▶ _PROBLEMS AND TASKS_
1. According to the passage on market exchange and hostile takeovers, what creates unemployment?
2. Pick up the passage on market exchange and hostile takeovers after its final sentence and carry it forward.

▶ _SOURCE PASSAGE_
For example, if I purchase a newspaper for $1, it is an apodictic undeniable truth that at that moment, I ranked the periodical more highly than the money I had to pay for it. Why else, for goodness sakes, would I have been willing to engage in this commercial transaction was this not so? I anticipated that I would benefit from this trade. Even in the ex post sense, from the vantage points of afterward, in virtually all such cases I and everyone else in this position gains. Rare is the case where I, or anyone else for that matter, regrets the purchase of a paper on the ground that there was no good news in it after all, and that was what the buyer was seeking and expecting.

Consider in this regard, then, concepts such as "price war," or "hostile takeover." Here, it would appear, there is not mutual benefit occurring in the market, but rather an antagonistic relationship. Nothing could be further from the truth.

Take the latter first. This charge is fueled by the spectre of corporate raiders who swoop down on a helpless firm, engage in a "hostile takeover," sell off its assets, and fire all the employees. There are numerous fallacies here. First of all, unemployment is created by artificially boosting wages above workers' productivity. If the minimum wage law, or a union, insists that an employee be paid $10 per hour, but he is only worth $7 in terms of productivity, he will be unemployed, period. This has nothing to do with so-called hostile takeovers. Yes, people are fired, but unemployment is no higher in industries that witness such activities than in any other.

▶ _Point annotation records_
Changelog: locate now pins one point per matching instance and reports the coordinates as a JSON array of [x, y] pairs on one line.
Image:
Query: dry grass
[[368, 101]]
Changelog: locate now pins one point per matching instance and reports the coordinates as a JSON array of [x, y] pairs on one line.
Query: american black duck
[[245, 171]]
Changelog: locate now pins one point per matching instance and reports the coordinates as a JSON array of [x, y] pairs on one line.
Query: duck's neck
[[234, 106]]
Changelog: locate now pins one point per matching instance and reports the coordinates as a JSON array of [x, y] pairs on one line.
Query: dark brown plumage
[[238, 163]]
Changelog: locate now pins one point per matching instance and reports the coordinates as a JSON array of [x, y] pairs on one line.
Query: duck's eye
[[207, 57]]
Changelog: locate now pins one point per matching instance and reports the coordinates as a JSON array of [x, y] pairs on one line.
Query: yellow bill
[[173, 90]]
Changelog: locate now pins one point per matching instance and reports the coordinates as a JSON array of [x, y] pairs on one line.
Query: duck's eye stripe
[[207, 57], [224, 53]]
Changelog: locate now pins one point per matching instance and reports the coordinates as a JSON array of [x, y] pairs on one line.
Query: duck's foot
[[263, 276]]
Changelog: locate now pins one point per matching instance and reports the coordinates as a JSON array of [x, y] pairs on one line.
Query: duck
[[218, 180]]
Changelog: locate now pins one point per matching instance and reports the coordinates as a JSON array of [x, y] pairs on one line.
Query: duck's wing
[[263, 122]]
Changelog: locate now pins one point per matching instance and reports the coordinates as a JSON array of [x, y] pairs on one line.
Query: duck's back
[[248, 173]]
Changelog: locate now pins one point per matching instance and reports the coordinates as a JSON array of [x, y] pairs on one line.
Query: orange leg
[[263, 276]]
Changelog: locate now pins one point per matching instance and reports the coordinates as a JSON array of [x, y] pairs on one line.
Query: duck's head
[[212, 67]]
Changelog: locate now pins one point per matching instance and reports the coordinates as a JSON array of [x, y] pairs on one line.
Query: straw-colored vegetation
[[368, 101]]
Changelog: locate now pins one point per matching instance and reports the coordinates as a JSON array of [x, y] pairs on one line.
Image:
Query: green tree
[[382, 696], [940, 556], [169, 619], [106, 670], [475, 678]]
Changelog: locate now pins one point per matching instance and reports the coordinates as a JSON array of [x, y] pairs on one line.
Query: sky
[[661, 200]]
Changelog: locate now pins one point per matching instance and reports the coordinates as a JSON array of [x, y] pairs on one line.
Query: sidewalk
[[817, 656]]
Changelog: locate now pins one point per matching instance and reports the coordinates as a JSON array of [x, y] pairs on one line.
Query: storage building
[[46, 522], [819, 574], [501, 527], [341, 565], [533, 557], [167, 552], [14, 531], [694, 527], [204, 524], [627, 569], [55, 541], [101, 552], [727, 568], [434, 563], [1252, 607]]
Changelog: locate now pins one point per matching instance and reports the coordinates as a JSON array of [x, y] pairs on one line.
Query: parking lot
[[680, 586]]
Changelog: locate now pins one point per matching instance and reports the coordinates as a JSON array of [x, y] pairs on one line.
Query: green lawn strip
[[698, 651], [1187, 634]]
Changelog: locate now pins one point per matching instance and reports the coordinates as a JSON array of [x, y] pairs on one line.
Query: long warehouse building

▶ _RESPONSE LIST_
1. Artificially boosting wages above workers' productivity.

2.
But do not corporate raiders sometimes dismember firms for their assets? Indeed, they do. However, they only earn a profit when these selfsame assets are actually worth more in other areas of endeavor than where they were first deployed. This means that if jobs are lost in one corporation, they will be created in others, to the places where the assets are now more productively employed, thus raising wages.

Another socially beneficial effect of the corporate raider concerns salaries of chief executive officers. Many commentators complain that CEO salaries have hit the stratosphere, and constitute an unconscionable exploitation of the workingman. Suppose that the capital value of a firm would have been $100 million if the CEO salary was "moderate," but, because of a stupendous compensation package, it is now worth only $10 million. Such a firm would be ripe for the pickings of a corporate raider. He would purchase this business for, say, $11 million, fire the parasitical CEO, watch the firm's value rise to its "proper" $100 million, and pocket a hefty $89 million in profit. The corporate raider is to outrageous CEO salaries what the canary is to coal mine safety; only he does the bird one better: not only does he warn of a problem, he solves it in one fell swoop. Yet, government, in jailing people like Michael Milken, has obliterated this beneficial market mechanism. And now they have the audacity to complain of out-of-control CEO pay.

As for "hostility" there is no such thing between the buyer and seller of stock. The only "hostile" person is the CEO who was ripping off the firm. But when we say that in the market there is only peaceful cooperation, we mean on the part of those who engage in any specific transaction; e.g., the newspaper buyer and seller. Third parties, of course, can always be hostile. A Marxist, for example, might have his nose put out of joint by all commerce. He is "hostile" to all of them. So what?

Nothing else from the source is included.